**EXERCISE AIM**
Could you print every record below exactly as it appears?

-- start --

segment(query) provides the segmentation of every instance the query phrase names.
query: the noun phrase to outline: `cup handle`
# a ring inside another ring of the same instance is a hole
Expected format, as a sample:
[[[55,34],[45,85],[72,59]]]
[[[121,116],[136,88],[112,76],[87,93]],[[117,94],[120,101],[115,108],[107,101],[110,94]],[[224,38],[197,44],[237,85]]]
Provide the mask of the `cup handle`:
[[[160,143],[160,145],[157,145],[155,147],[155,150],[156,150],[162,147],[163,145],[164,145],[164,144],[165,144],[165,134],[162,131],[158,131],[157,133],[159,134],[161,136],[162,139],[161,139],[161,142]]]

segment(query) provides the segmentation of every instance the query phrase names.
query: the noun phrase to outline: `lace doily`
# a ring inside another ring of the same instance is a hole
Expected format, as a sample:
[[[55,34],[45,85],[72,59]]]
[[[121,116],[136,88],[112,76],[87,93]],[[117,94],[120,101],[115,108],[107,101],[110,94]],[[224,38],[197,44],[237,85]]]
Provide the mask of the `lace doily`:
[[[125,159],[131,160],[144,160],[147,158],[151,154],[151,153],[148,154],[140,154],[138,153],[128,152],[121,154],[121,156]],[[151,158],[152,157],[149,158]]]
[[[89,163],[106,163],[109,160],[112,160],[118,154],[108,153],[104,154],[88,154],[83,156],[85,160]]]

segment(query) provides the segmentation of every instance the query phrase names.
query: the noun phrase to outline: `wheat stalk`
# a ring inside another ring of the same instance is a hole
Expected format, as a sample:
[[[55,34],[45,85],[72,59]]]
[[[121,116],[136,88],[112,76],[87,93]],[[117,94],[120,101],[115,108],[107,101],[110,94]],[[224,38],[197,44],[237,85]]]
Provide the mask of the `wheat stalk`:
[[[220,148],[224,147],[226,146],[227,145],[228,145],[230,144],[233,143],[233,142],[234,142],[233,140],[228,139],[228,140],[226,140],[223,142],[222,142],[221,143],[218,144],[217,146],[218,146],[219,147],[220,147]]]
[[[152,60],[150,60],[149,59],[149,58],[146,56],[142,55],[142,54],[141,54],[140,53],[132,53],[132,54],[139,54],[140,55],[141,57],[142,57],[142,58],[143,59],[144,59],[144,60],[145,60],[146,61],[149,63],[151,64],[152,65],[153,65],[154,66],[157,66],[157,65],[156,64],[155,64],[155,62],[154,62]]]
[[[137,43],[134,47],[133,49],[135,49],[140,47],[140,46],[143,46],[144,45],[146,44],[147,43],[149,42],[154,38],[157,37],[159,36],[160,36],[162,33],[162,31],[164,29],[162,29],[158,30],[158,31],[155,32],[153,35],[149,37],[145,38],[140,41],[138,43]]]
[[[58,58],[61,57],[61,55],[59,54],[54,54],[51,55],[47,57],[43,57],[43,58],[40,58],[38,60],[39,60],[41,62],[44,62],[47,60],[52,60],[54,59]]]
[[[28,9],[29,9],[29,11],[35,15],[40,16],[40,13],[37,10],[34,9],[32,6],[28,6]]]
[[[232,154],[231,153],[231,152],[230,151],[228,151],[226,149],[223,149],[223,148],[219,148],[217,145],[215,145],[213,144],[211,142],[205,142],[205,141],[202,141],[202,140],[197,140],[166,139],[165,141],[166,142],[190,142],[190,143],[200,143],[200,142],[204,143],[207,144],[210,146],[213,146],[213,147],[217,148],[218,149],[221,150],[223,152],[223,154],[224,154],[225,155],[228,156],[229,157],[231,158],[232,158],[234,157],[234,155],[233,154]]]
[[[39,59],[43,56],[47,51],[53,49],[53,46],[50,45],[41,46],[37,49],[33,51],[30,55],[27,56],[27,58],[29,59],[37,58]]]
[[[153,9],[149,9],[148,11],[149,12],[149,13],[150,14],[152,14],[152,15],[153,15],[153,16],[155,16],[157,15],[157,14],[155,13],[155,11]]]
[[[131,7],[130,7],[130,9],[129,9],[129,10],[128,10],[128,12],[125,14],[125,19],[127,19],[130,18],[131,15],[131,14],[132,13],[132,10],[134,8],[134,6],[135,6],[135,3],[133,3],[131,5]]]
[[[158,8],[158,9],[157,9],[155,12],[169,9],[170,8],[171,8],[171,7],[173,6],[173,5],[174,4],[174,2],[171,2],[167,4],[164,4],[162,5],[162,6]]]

-- end --

**TASK OUTPUT**
segment(query) provides the segmentation of every instance the query phrase names.
query: the noun phrase to outline: `cup handle`
# a ring inside another ring of the same instance is a hole
Expected format, as a sample:
[[[55,34],[45,85],[72,59]]]
[[[121,116],[136,88],[112,76],[87,93]],[[117,94],[120,101],[115,108],[107,101],[110,94]],[[224,38],[197,44],[237,85]]]
Provide the mask of the `cup handle`:
[[[160,143],[160,145],[157,145],[155,147],[155,150],[156,150],[162,147],[163,145],[164,145],[164,144],[165,144],[165,134],[162,131],[158,131],[157,133],[159,134],[161,136],[162,139],[161,139],[161,142]]]

segment(query) provides the segmentation of every instance the query phrase names.
query: the noun phrase to outline: `lace doily`
# a ring inside another ring of the same instance is a hole
Expected format, as a sample:
[[[55,34],[45,85],[72,59]]]
[[[121,116],[136,88],[112,76],[87,93]],[[117,94],[120,101],[115,108],[107,101],[110,94]],[[224,38],[197,44],[237,85]]]
Provide the mask of the `lace doily`:
[[[125,159],[131,160],[144,160],[147,158],[151,154],[151,153],[148,154],[140,154],[138,153],[128,152],[121,154],[121,156]],[[151,158],[152,157],[149,158]]]
[[[89,163],[106,163],[109,160],[112,160],[118,154],[108,153],[104,154],[88,154],[83,156],[85,160]]]

segment(query) provides the segmentation of every instance the query phrase names.
query: the noun phrase to outline: `wheat stalk`
# a ring inside another ring of the same instance is a hole
Expected format, as a sample:
[[[55,34],[45,85],[72,59]]]
[[[121,116],[136,88],[112,76],[87,93]],[[117,94],[120,101],[115,108],[107,101],[110,94]],[[224,38],[197,44],[237,85]]]
Provide the mask of the `wheat stalk`:
[[[220,148],[224,147],[226,146],[227,145],[228,145],[230,144],[233,143],[233,142],[234,142],[233,140],[228,139],[228,140],[226,140],[223,142],[222,142],[221,143],[218,144],[217,146],[218,146],[219,147],[220,147]]]
[[[152,60],[150,60],[149,59],[149,58],[146,56],[142,55],[142,54],[141,54],[140,53],[132,53],[132,54],[139,54],[140,55],[141,57],[142,57],[142,58],[143,59],[144,59],[144,60],[145,60],[146,61],[149,63],[151,64],[152,65],[153,65],[154,66],[157,66],[157,65],[156,64],[155,64],[155,62],[154,62]]]
[[[137,43],[134,47],[133,49],[135,49],[140,47],[140,46],[143,46],[144,45],[146,44],[147,43],[149,42],[154,38],[157,37],[159,36],[160,36],[162,33],[162,31],[164,29],[162,29],[158,30],[158,31],[155,32],[153,35],[149,37],[145,38],[140,41],[138,43]]]
[[[58,58],[61,57],[61,55],[59,54],[54,54],[51,55],[47,57],[43,57],[43,58],[40,58],[38,60],[39,60],[41,62],[44,62],[47,60],[52,60],[54,59]]]
[[[28,9],[29,9],[29,11],[35,15],[40,16],[40,13],[37,10],[34,9],[32,6],[28,6]]]
[[[232,154],[231,153],[231,152],[230,151],[228,151],[226,149],[223,149],[223,148],[219,148],[217,145],[215,145],[213,144],[211,142],[205,142],[205,141],[202,141],[202,140],[197,140],[166,139],[165,141],[166,142],[190,142],[190,143],[200,143],[200,142],[204,143],[207,144],[210,146],[213,146],[213,147],[217,148],[218,149],[221,150],[223,152],[223,154],[224,154],[225,155],[228,156],[229,157],[231,158],[232,158],[234,157],[234,155],[233,154]]]
[[[39,59],[43,56],[47,51],[53,49],[53,46],[50,45],[41,46],[37,49],[33,51],[30,55],[27,56],[27,58],[29,59],[37,58]]]
[[[153,9],[149,9],[148,11],[149,12],[149,13],[150,14],[152,14],[152,15],[153,15],[153,16],[155,16],[157,15],[157,14],[155,13],[155,11]]]
[[[131,7],[130,7],[130,9],[129,9],[129,10],[128,10],[128,12],[125,14],[125,19],[127,19],[130,18],[131,15],[131,14],[132,13],[132,10],[134,8],[134,6],[135,6],[135,3],[133,3],[131,5]]]
[[[158,8],[158,9],[157,9],[155,12],[169,9],[170,8],[171,8],[171,7],[173,6],[173,5],[174,4],[174,2],[171,2],[167,4],[164,4],[162,5],[162,6]]]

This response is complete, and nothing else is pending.